Restate word for word the entries below, starting with the line with "Target: alloy wheel" and continuing through the line with "Tag every instance of the windshield". Include both of those lines and no others.

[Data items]
%%

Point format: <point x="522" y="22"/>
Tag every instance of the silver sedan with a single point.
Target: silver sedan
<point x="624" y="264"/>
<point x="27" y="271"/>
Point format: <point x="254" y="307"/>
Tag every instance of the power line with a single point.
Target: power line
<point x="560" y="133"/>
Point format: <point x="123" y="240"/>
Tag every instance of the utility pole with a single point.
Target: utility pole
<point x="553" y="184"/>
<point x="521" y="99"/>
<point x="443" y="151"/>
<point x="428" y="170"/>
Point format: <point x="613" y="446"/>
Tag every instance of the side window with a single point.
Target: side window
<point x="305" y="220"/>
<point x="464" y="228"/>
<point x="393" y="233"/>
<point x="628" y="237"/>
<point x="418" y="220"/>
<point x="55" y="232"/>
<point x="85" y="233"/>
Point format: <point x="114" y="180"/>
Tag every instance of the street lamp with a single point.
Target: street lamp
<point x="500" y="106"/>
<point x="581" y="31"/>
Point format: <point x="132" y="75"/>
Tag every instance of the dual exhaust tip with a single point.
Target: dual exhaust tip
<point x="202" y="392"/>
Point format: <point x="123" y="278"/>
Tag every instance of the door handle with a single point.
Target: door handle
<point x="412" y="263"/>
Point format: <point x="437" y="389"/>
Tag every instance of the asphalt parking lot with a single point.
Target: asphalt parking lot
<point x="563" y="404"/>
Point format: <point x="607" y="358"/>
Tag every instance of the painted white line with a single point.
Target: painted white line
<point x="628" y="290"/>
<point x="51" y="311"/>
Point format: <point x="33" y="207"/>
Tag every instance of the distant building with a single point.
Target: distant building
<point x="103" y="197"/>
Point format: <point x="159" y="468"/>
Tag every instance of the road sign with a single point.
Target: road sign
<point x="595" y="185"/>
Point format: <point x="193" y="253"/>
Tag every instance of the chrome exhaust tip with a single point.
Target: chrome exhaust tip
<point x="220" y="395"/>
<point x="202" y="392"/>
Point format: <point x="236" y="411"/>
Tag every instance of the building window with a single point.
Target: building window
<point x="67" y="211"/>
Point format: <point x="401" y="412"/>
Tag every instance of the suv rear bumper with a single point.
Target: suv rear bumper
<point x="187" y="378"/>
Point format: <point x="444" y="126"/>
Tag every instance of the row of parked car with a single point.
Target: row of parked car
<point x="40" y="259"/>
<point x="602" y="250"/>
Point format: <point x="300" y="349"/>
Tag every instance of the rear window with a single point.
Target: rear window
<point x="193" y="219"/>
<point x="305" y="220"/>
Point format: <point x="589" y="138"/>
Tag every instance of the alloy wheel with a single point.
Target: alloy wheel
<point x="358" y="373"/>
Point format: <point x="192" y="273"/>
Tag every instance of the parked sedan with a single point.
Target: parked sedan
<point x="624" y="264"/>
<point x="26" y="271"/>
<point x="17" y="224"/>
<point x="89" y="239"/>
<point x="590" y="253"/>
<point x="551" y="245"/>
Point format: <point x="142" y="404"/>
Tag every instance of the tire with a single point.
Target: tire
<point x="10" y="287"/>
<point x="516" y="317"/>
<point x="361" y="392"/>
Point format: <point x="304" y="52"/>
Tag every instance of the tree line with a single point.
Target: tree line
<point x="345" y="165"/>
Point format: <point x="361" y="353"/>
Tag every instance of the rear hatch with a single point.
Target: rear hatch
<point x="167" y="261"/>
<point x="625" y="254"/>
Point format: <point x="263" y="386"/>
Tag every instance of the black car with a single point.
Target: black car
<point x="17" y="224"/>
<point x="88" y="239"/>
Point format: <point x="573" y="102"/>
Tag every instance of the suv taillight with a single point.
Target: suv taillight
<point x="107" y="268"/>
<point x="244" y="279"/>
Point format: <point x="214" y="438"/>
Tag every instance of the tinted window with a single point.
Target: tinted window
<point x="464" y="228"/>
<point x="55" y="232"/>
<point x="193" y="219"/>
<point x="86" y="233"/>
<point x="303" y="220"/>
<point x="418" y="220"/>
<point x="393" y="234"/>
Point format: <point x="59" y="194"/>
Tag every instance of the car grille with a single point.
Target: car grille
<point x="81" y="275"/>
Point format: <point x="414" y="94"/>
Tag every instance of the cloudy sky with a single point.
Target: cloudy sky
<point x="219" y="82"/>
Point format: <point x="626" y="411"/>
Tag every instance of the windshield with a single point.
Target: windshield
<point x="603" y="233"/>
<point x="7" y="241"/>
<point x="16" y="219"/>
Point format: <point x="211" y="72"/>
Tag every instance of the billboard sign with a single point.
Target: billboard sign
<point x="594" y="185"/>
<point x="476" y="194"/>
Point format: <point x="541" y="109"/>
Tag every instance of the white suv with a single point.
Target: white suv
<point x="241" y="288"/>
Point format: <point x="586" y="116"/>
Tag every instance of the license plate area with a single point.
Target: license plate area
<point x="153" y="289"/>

%%
%%

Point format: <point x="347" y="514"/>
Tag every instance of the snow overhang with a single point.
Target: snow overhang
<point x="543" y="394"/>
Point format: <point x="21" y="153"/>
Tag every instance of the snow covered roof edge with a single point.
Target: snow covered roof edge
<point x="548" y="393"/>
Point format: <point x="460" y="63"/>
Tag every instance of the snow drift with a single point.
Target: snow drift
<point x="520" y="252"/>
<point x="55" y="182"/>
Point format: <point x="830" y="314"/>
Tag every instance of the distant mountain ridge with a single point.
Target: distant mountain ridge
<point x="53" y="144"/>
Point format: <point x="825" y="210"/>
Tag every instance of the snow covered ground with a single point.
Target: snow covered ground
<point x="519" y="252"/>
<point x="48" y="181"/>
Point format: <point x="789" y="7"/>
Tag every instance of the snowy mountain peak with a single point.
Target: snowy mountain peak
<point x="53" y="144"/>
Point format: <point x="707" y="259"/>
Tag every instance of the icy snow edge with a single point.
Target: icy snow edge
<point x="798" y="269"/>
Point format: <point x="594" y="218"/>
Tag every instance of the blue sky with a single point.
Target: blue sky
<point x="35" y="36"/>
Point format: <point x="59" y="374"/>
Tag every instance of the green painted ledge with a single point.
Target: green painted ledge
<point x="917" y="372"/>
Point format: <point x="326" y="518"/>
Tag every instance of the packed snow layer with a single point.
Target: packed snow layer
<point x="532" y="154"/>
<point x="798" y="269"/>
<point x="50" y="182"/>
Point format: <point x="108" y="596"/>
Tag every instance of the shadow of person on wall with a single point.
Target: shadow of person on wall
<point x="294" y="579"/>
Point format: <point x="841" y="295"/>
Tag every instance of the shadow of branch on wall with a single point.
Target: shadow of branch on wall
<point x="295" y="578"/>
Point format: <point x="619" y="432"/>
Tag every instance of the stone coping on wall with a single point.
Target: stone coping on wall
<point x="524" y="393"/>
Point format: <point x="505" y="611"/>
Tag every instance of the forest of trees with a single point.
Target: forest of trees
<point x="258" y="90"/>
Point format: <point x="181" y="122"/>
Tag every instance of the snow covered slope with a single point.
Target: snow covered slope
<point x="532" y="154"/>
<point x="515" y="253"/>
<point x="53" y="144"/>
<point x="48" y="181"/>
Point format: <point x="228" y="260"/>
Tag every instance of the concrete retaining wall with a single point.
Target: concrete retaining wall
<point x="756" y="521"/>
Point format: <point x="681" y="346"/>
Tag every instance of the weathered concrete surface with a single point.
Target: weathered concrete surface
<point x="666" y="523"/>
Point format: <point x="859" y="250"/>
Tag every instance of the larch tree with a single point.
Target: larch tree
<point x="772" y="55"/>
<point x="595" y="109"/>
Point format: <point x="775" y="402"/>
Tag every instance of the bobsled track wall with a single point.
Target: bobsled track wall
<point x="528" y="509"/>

%%

- **Written answer**:
Target: alloy wheel
<point x="358" y="373"/>
Point format: <point x="192" y="273"/>
Tag every instance of the parked sedan with a single point.
Target: parked sedan
<point x="624" y="264"/>
<point x="26" y="271"/>
<point x="17" y="224"/>
<point x="89" y="239"/>
<point x="590" y="253"/>
<point x="551" y="245"/>
Point format: <point x="142" y="404"/>
Tag every instance of the tire with a single point.
Target: tire
<point x="10" y="287"/>
<point x="516" y="317"/>
<point x="361" y="392"/>
Point format: <point x="304" y="52"/>
Tag every instance of the tree line with a single point.
Target: tree line
<point x="345" y="165"/>
Point format: <point x="361" y="353"/>
Tag every instance of the rear hatch with a single point.
Target: rear hatch
<point x="167" y="261"/>
<point x="625" y="254"/>
Point format: <point x="263" y="386"/>
Tag every instance of the black car with a single point.
Target: black car
<point x="17" y="224"/>
<point x="88" y="239"/>
Point format: <point x="573" y="102"/>
Tag every instance of the suv taillight with a single point.
Target: suv taillight
<point x="107" y="268"/>
<point x="244" y="279"/>
Point format: <point x="214" y="438"/>
Tag every instance of the tinted window with a single point.
Target: tinted window
<point x="464" y="228"/>
<point x="55" y="232"/>
<point x="193" y="219"/>
<point x="86" y="233"/>
<point x="303" y="220"/>
<point x="418" y="220"/>
<point x="393" y="234"/>
Point format: <point x="59" y="194"/>
Tag every instance of the car grille with a single point.
Target: car grille
<point x="81" y="275"/>
Point format: <point x="414" y="94"/>
Tag every instance of the cloudy sky with a single point.
Target: cloudy sky
<point x="219" y="82"/>
Point format: <point x="626" y="411"/>
Tag every instance of the windshield with a single point.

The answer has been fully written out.